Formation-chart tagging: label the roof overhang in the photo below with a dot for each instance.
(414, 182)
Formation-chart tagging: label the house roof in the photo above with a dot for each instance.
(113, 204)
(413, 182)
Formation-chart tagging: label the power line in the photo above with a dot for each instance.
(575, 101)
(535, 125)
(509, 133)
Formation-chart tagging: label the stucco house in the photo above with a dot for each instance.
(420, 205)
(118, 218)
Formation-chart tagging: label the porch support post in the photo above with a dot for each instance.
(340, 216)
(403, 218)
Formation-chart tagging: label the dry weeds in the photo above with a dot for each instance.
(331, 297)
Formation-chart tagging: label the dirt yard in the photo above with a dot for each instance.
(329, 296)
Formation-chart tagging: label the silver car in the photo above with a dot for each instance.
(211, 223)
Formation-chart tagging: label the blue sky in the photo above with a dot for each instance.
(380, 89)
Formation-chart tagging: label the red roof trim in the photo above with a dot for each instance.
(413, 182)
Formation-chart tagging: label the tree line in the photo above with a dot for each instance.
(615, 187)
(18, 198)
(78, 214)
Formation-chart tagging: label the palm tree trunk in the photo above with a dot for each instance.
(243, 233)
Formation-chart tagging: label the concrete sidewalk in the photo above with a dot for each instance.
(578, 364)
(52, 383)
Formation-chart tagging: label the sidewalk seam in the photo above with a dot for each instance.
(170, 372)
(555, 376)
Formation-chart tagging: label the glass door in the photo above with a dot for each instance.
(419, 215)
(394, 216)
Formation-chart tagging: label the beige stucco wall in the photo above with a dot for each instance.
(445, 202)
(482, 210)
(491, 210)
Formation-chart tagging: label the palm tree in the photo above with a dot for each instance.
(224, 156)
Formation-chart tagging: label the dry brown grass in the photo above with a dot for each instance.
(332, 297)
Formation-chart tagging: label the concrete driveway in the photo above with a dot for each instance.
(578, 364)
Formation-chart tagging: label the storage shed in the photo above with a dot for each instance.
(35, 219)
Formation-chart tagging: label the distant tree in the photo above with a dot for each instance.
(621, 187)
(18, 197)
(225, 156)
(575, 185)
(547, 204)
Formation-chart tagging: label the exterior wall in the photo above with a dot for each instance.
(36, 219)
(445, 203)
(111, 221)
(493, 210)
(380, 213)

* [WHAT YOU HAVE TO DO] Reproduce every line of the data exactly as it was written.

* [ANSWER FOR THIS EXERCISE]
Formation-chart tagging: label the roof overhang in the photo below with a dot for each instance.
(414, 182)
Formation-chart tagging: label the house roof in the photo above with a dot for each instance.
(113, 204)
(413, 182)
Formation-chart tagging: label the power line in the photo above with a dot for each instance.
(575, 101)
(535, 125)
(509, 133)
Formation-chart tagging: label the stucco house in the photo above with a dot for each instance.
(420, 205)
(118, 218)
Formation-chart tagging: label the porch support post in the photo above with a dot for each instance.
(340, 216)
(403, 218)
Formation-chart tagging: label the dry weeds in the photo above with a dot for each instance.
(331, 297)
Formation-chart tagging: label the dirt yard in the photo above with a dot for each instance.
(329, 296)
Formation-chart tagging: label the silver car in the photo above with a dot for each instance.
(211, 223)
Formation-chart tagging: label the blue sky in the photo above with a dot for each instance.
(380, 89)
Formation-chart tagging: label the red roof trim in the photo above with a dot for each instance.
(413, 182)
Formation-chart tagging: label the tree line in the photo above with a dot for each instance.
(615, 187)
(18, 198)
(78, 214)
Formation-chart tagging: label the palm tree trunk in the photo above with a dot for each instance.
(243, 233)
Formation-chart tagging: label the concrete sidewalk in the photo above with a dot for each instance.
(578, 364)
(52, 383)
Formation-chart tagging: label the sidewalk seam in the photo above with a dot for each instance.
(170, 372)
(555, 376)
Formation-chart tagging: label the glass door in the photo above with a dot for each instance.
(419, 215)
(394, 216)
Formation-chart tagging: label the beige stucco wall in the photo above with a dot for each instance.
(445, 202)
(482, 210)
(491, 210)
Formation-chart tagging: label the palm tree in the photo above with a dot for each instance.
(224, 156)
Formation-chart tagging: label the dry brown grass in the photo above with a dot for each instance.
(332, 297)
Formation-chart tagging: label the concrete driveway in the photo above with a dot for each instance.
(578, 364)
Formation-chart tagging: label the storage shed in the photo above with a dot for each instance.
(35, 219)
Formation-chart tagging: label the distant tree in the photo above with a dot for each instance.
(621, 187)
(18, 197)
(225, 156)
(575, 185)
(547, 204)
Formation-chart tagging: label the exterior wall in the photo above with a dot for each instance.
(36, 219)
(445, 203)
(111, 221)
(493, 210)
(380, 213)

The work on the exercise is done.